======== Extrait de page ========

Comme nous explique Céline Braconnier dans son ouvrage Une autre sociologie du vote, très rarement le vote est « pragmatique » —je vote pour un parti parce que le programme politique qu’il propose est celui qui convient le plus à la société ou à moi personnellement. Beaucoup plus souvent la nature du vote est déterminée par le contexte, avant même d’être dictée par des questions d’idéologie, nonobstant que l’idéologie soit aussi beaucoup influencée par le contexte social et environnemental. Au Liban sûrement le choix électoral est conditionné par l’environnement ; toutefois, le contexte environnemental libanais correspond à des communautés religieuses, voir politico-religieuses. Par conséquent, souvent au Liban le vote est moins une question d’idéologie ou de « pragmatisme politique » et plus une question de soutenir tel ou tel politicien car il défend les intérêts de la communauté, voire le réseau ou la famille. Eventuellement, au Liban voter signifie aussi s’exprimer en faveur ou non des relations du Liban avec certains pays comme la Syrie ou l’Iran, du fait notamment des relations que certains partis ou mouvements entretiennent avec les dits pays. Finalement, seulement dans la partie du mémoire dédiée à l’Egypte on parlera de la violence comme moyen utilisé par certaines parties prenants part au processus électoral (partis politiques, candidats, forces de l’ordre, nervi, etc.) pour influencer les cours des élections et les résultats de scrutins.

========

Consigne 1: Modifiez les entrées depuis la ligne contenant « In the photo above, where can the brick wall » jusqu'à celle contenant « point(883, 780) », ces deux lignes comprises, en remplaçant « brick wall » par « stone wall » et en gardant tout le reste tel quel. Omettez les images dans votre réponse.
Consigne 2: Rédigez la suite de l'extrait sur le vote au Liban.

======== Entrées à traiter ========

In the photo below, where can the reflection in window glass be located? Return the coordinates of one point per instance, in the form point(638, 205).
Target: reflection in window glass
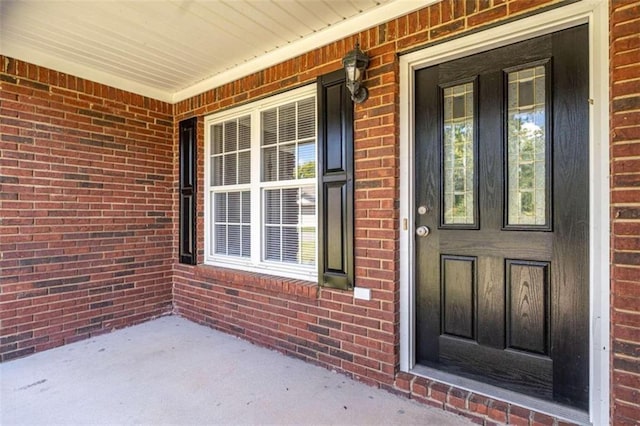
point(526, 147)
point(458, 155)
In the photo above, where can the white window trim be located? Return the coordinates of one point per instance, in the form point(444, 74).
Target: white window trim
point(596, 14)
point(255, 263)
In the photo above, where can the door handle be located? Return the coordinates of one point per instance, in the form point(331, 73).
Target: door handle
point(422, 231)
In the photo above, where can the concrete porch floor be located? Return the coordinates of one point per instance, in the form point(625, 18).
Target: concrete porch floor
point(172, 371)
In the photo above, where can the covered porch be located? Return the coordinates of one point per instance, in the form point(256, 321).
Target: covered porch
point(172, 371)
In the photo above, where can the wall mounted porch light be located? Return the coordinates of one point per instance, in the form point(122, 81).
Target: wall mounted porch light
point(355, 62)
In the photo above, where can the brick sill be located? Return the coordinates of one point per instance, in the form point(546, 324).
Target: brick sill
point(561, 412)
point(259, 281)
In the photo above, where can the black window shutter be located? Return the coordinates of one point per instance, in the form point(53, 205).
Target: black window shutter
point(335, 182)
point(188, 150)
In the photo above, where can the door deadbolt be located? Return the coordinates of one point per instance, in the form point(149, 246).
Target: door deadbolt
point(422, 231)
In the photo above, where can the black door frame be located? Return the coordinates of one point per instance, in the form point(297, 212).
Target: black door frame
point(596, 15)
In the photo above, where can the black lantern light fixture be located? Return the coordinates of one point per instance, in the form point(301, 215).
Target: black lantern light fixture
point(355, 62)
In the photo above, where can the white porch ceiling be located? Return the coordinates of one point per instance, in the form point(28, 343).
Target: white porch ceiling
point(173, 49)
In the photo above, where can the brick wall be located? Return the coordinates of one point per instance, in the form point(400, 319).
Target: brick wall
point(328, 327)
point(86, 193)
point(87, 233)
point(625, 203)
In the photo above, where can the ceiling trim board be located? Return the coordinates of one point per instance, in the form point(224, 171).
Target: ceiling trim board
point(336, 32)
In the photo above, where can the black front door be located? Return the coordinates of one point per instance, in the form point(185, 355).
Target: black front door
point(501, 198)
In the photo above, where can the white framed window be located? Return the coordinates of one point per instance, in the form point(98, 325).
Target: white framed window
point(260, 186)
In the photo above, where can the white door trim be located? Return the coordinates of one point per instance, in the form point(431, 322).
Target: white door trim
point(596, 14)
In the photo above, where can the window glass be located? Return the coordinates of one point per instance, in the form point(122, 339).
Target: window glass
point(458, 155)
point(264, 155)
point(526, 147)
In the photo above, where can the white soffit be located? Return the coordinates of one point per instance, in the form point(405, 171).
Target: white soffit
point(173, 49)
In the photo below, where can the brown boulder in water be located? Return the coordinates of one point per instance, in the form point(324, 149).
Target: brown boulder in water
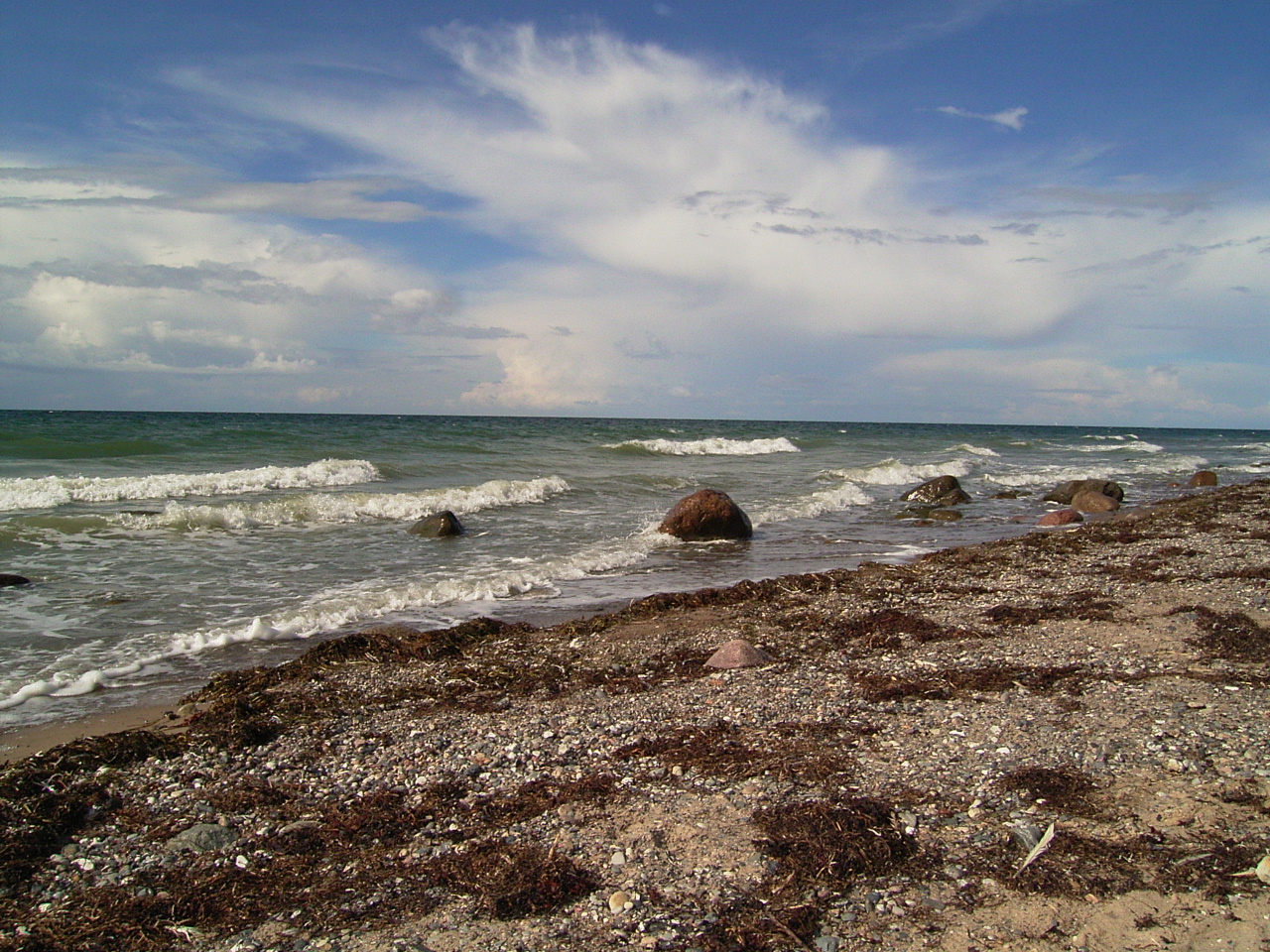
point(1065, 494)
point(437, 526)
point(1087, 502)
point(943, 490)
point(703, 516)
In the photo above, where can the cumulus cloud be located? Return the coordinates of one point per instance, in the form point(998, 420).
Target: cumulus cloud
point(1006, 118)
point(681, 231)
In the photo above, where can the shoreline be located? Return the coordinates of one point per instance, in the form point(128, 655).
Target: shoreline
point(883, 780)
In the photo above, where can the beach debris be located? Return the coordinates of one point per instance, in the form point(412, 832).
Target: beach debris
point(1061, 517)
point(1042, 846)
point(705, 516)
point(1261, 871)
point(738, 653)
point(443, 525)
point(940, 492)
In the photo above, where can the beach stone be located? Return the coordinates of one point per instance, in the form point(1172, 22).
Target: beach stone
point(203, 838)
point(437, 526)
point(1086, 502)
point(943, 490)
point(1067, 492)
point(738, 653)
point(706, 515)
point(1061, 517)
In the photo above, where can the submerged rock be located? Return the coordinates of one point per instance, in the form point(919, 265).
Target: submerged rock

========

Réponse attendue 1:
In the photo above, where can the stone wall be located? Return the coordinates of one point per instance, in the form point(400, 319).
Target: stone wall
point(328, 327)
point(86, 193)
point(87, 233)
point(625, 203)
In the photo above, where can the ceiling trim board be located? Return the coordinates of one point per instance, in the form point(224, 171).
Target: ceiling trim board
point(336, 32)
In the photo above, where can the black front door be located? Return the coordinates of one point per instance, in the form point(185, 355).
Target: black front door
point(501, 198)
In the photo above, where can the white framed window be located? Return the coordinates of one point per instance, in the form point(98, 325).
Target: white framed window
point(260, 186)
In the photo above, where can the white door trim be located? Return the coordinates of one point per instance, in the form point(431, 322).
Target: white door trim
point(596, 14)
In the photo above, where can the window glass be located? Return the coordinates of one point per instance, in the form point(122, 339).
Target: window glass
point(458, 155)
point(264, 155)
point(526, 147)
In the photo above, where can the white soffit be located? Return the coordinates of one point per instance, in the form point(405, 171).
Target: white soffit
point(173, 49)
In the photo below, where can the brown boulder in water be located? Return the coordinates of one point per instance, in the form point(324, 149).
Target: brown boulder in water
point(1065, 494)
point(437, 526)
point(1087, 502)
point(943, 490)
point(703, 516)
In the photo above, where can the cumulus cloud be located? Return the coordinates of one point per instance, in the form point(998, 420).
Target: cumulus cloud
point(1006, 118)
point(681, 231)
In the photo above, where can the shoreline be located? Return the coordinates of one point per instance, in the form point(128, 655).
Target: shoreline
point(883, 780)

Réponse attendue 2:
Or, il est assez évident que dans ce mémoire le sujet de la violence électorale est très nuancé et qu’on ne peut pas parler de violence électorale dans l’acception la plus stricte du terme si on applique sa définition aussi aux élections turques de 2015 et aux futures élections législatives au Liban. Toutefois, on ne peut pas non plus éviter d’expliquer la violence électorale afin de pouvoir comprendre ces nuances. La violence électorale, est en fait l’idée originale de ce mémoire, et bien que dans cette analyse la définition de violence électorale ait été déclinée et adaptée, elle reste le noyau du travail. Pour cela, il est très important de définir la violence électorale, aussi afin de pouvoir déterminer si un acte ou une menace de violence qui se produit lors du cycle électorale peut être identifié comme violence électorale en tant que telle ou pas.
Cette définition a été reprise dans le guide du Programme des Nations Unies pour le Développement (UNDP), intitulé « Elections et Prévention des Conflits. Guide d’analyse, de planification et de programmation » et est issue du livre blanc de Jeffrey Fischer « Electoral Conflict and Violence : A Strategy for Study and Prevention ».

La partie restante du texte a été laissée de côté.